Objective: Copy the stretch of the Short Creek chapter from "Now he apparently" through "obedient FLDS culture.", substituting "tyrant" for "madman".

Quoted passage:
** Begin **

CHAPTER 2
It began for me on a winter morning in the middle of January 2004, as I skimmed through the newspaper before heading to my office. An overnight storm had crashed through the area. The air in Cedar City would be clean and refreshing. Then a picture on the front page caught my eye, and I paused to read the story while munching a doughnut and sipping a can of V8 juice.
Everyone in our area was aware of the ongoing saga of the FLDS down in Short Creek and of its strange leader, the self-proclaimed prophet Warren Jeffs. News coverage of the secretive Jeffs and his flock was usually sparse, but it had taken on a magnetic, soap-opera flavor after the prophet carried out an internal political bloodletting on January 10 by banishing twenty-one men from the sect in one swoop, and reassigning all of their wives and children to other men. The shake-up caused anxious authorities in surrounding areas to offer assistance to the Short Creek police in case there was a riot. Jeffs sniffed at such attention by the law and the media because he considered the actions he took with his large and obedient congregation to be a private matter—what he called “setting the people in order.”
Now he apparently was at it again, wreaking havoc on yet another family, but this time with a surprising result. The front-page photo was of a man by the name of Ross Chatwin, who was holding high a copy of The Rise and Fall of the Third Reich, William L. Shirer’s account of Nazi Germany. I had read that book when I was a kid and had been fascinated at how an entire nation had lost its collective mind and followed a madman like Hitler into utter destruction. Chatwin was claiming the same despotic phenomenon was occurring in Short Creek with Jeffs, who in turn was charging that Chatwin had been booted out of the church because he was a “master deceiver.” This time, the expelled member of the obedient flock had said “No! I’m not going,” after being commanded to leave his home, family, and community. It was an act of defiance that just didn’t happen within obedient FLDS culture.
That was when my curiosity got the best of me. Short Creek was only a little more than an hour southwest of my home. I decided to drive down and see if I could meet this unusual man who was standing up against the prophet, seer, and “revelator” of this strange religion.
Short Creek is actually two towns, in two different states, although they operate in most ways as a singular entity. On one side of the border, it is Colorado City, Arizona, while literally on the other side of Uzona Street, it is Hildale, Utah. Local residents just call the community “the Crick.” No one bothered me when I rolled into town, something I would soon discover was unusual, and I found the address of the Chatwins simply by walking into the town clerk’s office and asking. The receptionist apparently was so shocked at fielding a question from a tall stranger wearing sunglasses and cowboy boots that she just blurted out the directions to 245 North Willow. Within a few minutes, I was sitting in my car before a clutter of lumber and drywall at a small home that was still a work in progress. My impulsive decision was bothering me: Was I doing the right thing by intruding unannounced on a besieged family in a time of crisis? I was almost ready to turn around and leave when a man stepped outside, the guy in the picture. His sudden, friendly greeting caught me off balance.

** End **

Point labeling items
** Begin **

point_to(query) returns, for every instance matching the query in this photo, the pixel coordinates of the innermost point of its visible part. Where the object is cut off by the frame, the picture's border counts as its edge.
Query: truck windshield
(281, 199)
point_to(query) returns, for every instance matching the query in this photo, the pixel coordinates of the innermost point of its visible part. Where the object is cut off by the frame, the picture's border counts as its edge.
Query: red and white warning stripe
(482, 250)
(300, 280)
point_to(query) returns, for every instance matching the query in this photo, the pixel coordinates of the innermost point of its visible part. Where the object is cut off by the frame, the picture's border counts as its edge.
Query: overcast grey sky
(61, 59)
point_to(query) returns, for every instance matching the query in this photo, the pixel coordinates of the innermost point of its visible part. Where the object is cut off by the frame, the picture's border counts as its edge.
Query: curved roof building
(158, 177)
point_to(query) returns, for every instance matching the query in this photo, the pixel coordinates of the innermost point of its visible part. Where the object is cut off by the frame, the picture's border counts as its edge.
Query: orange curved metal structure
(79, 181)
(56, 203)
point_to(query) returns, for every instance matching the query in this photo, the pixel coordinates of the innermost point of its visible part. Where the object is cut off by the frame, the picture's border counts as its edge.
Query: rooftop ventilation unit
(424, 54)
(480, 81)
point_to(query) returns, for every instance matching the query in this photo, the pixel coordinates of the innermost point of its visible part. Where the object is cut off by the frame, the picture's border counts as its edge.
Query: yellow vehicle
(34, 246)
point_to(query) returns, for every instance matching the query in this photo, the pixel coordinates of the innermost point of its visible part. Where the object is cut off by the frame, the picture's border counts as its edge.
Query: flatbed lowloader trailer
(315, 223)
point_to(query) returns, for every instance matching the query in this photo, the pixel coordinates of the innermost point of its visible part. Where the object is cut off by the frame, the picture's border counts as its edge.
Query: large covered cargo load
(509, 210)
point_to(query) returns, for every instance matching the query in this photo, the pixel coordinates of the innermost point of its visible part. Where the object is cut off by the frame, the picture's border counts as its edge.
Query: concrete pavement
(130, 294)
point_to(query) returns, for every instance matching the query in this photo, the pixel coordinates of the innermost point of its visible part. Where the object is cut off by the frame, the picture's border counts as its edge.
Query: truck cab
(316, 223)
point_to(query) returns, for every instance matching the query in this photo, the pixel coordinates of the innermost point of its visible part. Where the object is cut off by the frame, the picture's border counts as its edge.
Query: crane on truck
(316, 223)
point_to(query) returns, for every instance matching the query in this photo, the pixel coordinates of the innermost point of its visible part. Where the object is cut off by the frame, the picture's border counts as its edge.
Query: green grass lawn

** End **

Response to the exercise:
Now he apparently was at it again, wreaking havoc on yet another family, but this time with a surprising result. The front-page photo was of a man by the name of Ross Chatwin, who was holding high a copy of The Rise and Fall of the Third Reich, William L. Shirer’s account of Nazi Germany. I had read that book when I was a kid and had been fascinated at how an entire nation had lost its collective mind and followed a tyrant like Hitler into utter destruction. Chatwin was claiming the same despotic phenomenon was occurring in Short Creek with Jeffs, who in turn was charging that Chatwin had been booted out of the church because he was a “master deceiver.” This time, the expelled member of the obedient flock had said “No! I’m not going,” after being commanded to leave his home, family, and community. It was an act of defiance that just didn’t happen within obedient FLDS culture.